● WHAT TO DO:
A. In the Mission Control project plan, which repository becomes the foundation of the merged platform?
B. Reproduce the portion of the Mission Control project plan that opens with the words containing "Base: openclaw-mission-control —" and closes with "local bearer token)".
C. Supply the next part of the Mission Control project plan, picking up after its last line.

● TEXT SECTION:
<<<<
Mission-Control/PROJECT.md

17 KiB
Raw Blame History

🎯 Mission Control — Project Plan

Merge three OpenClaw dashboards into a single, unified Mission Control platform.


Source Repos

Repo Purpose Stack Key Assets
abhi1693/openclaw-mission-control Base platform — work orchestration, governance, gateway management Python/FastAPI + PostgreSQL + Redis + Next.js (React 19) + Clerk auth + Docker Compose Organizations, boards, tasks, tags, approvals, agents, gateways, webhooks, activity feed, skills marketplace
mudrii/openclaw-dashboard Tracking layer — real-time metrics, costs, crons, sessions, system health Go binary (zero deps) + embedded HTML/JS + SVG charts Cost cards, cron status, session tracking, sub-agent activity, AI chat, system metrics (CPU/RAM/disk), 6 themes, alerts, token usage
jaffer1979/openclaw-pixel-agents-dashboard Agent visualization — pixel-art agent sprites, real-time activity Node/Express + Vite + React 19 + Canvas/WebSocket + JSONL parsing Agent sprites with activity bubbles, conversation heat, spawn sub-agents, hardware monitor, service controls, day/night cycle

Architecture Decision: What to Merge Into What

Base: openclaw-mission-control — this becomes the foundation because:

  • It has the richest data model (organizations, boards, tasks, approvals, agents, gateways, webhooks)
  • It has proper auth (Clerk or local bearer token)
>>>>
● MATERIAL SHOWN:
<<<<
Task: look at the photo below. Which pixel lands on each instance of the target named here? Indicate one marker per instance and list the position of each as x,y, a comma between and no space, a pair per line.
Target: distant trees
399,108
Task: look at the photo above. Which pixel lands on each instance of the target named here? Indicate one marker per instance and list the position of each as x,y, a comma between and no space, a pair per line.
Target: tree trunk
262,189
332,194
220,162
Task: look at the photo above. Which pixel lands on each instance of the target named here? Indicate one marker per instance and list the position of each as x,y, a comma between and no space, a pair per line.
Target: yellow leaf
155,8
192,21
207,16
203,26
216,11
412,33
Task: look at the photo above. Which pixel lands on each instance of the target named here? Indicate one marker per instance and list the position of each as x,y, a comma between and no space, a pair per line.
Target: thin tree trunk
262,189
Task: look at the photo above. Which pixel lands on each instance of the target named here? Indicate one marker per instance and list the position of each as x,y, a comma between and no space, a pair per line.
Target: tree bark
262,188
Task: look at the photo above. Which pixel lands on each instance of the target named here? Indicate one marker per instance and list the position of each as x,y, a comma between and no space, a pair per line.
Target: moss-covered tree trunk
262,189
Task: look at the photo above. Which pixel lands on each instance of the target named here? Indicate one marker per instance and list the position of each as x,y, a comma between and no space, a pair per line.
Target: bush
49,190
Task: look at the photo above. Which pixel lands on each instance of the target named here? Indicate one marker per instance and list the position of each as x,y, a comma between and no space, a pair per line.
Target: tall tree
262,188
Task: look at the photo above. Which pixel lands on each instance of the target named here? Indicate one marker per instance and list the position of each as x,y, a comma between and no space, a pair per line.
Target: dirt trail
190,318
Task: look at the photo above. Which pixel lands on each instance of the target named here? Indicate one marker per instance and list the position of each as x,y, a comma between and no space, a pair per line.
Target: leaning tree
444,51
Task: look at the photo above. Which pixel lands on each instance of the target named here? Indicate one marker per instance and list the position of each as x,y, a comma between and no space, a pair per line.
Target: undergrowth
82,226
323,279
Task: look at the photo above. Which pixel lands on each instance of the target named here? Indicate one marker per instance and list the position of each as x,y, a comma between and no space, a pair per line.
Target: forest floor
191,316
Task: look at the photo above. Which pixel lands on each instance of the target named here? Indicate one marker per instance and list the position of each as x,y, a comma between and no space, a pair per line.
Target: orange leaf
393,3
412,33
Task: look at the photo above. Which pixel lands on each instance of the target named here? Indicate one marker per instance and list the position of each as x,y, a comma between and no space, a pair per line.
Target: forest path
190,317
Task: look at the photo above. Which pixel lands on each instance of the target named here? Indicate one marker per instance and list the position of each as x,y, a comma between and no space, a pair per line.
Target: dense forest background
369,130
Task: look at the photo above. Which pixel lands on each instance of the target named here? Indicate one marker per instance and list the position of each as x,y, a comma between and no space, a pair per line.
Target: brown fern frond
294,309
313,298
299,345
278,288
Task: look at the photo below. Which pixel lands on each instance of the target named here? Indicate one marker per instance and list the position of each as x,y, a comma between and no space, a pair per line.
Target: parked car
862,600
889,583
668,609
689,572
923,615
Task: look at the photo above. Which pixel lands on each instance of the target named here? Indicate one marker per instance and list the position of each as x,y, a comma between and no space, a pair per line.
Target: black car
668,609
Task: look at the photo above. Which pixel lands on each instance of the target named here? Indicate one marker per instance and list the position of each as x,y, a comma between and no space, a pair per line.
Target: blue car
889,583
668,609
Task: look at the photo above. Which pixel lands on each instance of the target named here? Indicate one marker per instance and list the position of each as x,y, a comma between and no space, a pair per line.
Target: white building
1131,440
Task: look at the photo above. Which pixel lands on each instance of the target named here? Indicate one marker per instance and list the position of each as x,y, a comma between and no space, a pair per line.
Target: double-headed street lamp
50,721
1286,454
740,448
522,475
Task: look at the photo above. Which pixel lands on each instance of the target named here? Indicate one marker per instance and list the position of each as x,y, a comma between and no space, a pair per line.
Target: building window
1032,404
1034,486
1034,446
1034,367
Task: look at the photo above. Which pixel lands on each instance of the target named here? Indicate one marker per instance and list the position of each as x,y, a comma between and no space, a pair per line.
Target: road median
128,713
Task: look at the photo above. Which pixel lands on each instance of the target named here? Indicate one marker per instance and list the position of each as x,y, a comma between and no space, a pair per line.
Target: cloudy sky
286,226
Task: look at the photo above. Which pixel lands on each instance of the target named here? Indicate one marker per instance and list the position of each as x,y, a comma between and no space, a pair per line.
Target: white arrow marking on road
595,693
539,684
>>>>
● RESPONSES TO THE TASKS:
A. openclaw-mission-control

B.
Base: openclaw-mission-control — this becomes the foundation because:

  • It has the richest data model (organizations, boards, tasks, approvals, agents, gateways, webhooks)
  • It has proper auth (Clerk or local bearer token)

C.
  • It has a full API layer (FastAPI with SQLModel/SQLAlchemy)
  • It has multi-tenancy built in
  • It has the most mature frontend (Next.js 16 + React 19 + TanStack Query + Recharts)

Merge FROM dashboard — extract the tracking/monitoring features:

  • Cost tracking, token usage, model breakdown
  • Cron job status, scheduling, last/next run
  • Session tracking, sub-agent activity
  • System health (CPU, RAM, disk, gateway status)
  • AI chat panel (ask questions about your data)
  • Alert system (high cost, failed crons, context usage)
  • 6 themes + glass morphism UI

Merge FROM pixel-agents — extract the agent visualization:

  • Pixel-art agent sprites in a shared office scene
  • Real-time activity bubbles, conversation heat
  • Sub-agent spawning from the UI
  • Hardware monitor (CPU/GPU/RAM/disk/network)
  • Service controls (start/stop/restart gateway)
  • Day/night cycle ambient lighting

Technical Analysis

Base Platform (openclaw-mission-control)

Backend:

  • Python 3.12+, FastAPI, SQLModel/SQLAlchemy, PostgreSQL, Redis
  • Alembic migrations, RQ worker for webhooks
  • Full OpenClaw gateway integration via WebSocket RPC (device pairing, control UI)
  • Gateway methods: 60+ RPC calls for sessions, agents, cron, config, exec approvals, etc.
  • Auth: Clerk JWT or local bearer token (≥50 chars)

Frontend:

  • Next.js 16.1.7, React 19.2, TanStack Query v5, TanStack Table v8
  • Radix UI primitives, Tailwind CSS, Recharts, React Markdown
  • 40+ page routes (dashboard, boards, agents, approvals, gateways, skills, tags, etc.)
  • Cypress E2E tests

Data Model (27 tables):

  • Organizations, users, boards, board_groups, tasks, tags, approvals
  • Agents, gateways, activity_events, board_webhooks, skills
  • Custom fields, task dependencies, task fingerprints
  • Board memory, board group memory, onboarding

What it LACKS that the others have:

  • No real-time cost/token tracking
  • No system health monitoring (CPU/RAM/disk)
  • No cron job visualization
  • No session/sub-agent activity monitoring
  • No AI chat for asking about your deployment
  • No pixel-art agent visualization
  • No hardware monitoring
  • No service controls (start/stop/restart gateway)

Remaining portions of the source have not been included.